◆ Problem 1
In the subway-train probability thread, which clock times are written in the reply that gives 0.3 as its answer? List each one.
◆ Problem 2
According to the subway-train probability thread, how often does the train run, and during which hours?

◆ Provided passage
..............................

1 vote

**Question**

A subway train in a certain line runs after every half hour, between every midnight and 6 in the morning.

What is the probability that a man entering the station at random will have to wait at

least 20 minutes?

**I'm stuck here... **

It can be solved using uniform distribution method . But

1) I'm bit confused about the limits ?

- X denote the RV waiting time of man for the next train given that man arrives at random time
- So is probability has to be computed for P(X>20

2) What happens if man arrives of a day time after 6 in the morning ?

- in this case what is the upper limit of the integral ?

URL : https://www.assignmentexpert.com/homework-answers/Math-Answer-40654.pdf

0

Applying simple logic and assuming resolution of time to be in minutes, shouldn't the answer be 0.3?....because say between 12:00 - 12:30 AM, there are 9 time instants which result in at least 20 minutes of waiting time...this results in total of 18 * 6 such time instants between 12:00 AM to 6:00 AM. Therefore, probability of waiting time exceeding 20 minutes = (18 * 6)/(6 * 60) = 3 / 10 = 0.3.

..............................

◆ Data
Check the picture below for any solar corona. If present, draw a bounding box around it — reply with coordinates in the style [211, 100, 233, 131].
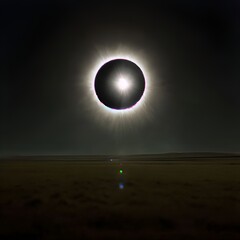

..............................

◆ Task solution 1
- 12:00
- 12:30 AM
- 12:00 AM
- 6:00 AM

◆ Task solution 2
Every half hour, between midnight and 6 in the morning.